[Stored items]
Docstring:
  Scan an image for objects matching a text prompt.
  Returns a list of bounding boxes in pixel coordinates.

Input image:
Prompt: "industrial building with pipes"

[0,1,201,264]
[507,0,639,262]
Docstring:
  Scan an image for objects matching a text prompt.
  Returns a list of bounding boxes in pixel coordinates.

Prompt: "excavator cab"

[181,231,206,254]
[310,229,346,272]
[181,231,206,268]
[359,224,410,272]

> [What the exercise asks]: The data above must be returned in full, exactly as written.

> [Expected output]:
Docstring:
  Scan an image for objects matching a text prompt.
  Returns a list of bounding boxes in pixel coordinates.

Input image:
Prompt: "industrial building with pipes"

[0,1,201,264]
[507,0,639,262]
Docstring:
  Scan an image for objects matching a text prompt.
  Returns a list of bounding boxes in pixel coordinates.

Prompt: "excavator cab"

[181,231,206,254]
[310,229,346,272]
[181,231,206,268]
[359,224,410,272]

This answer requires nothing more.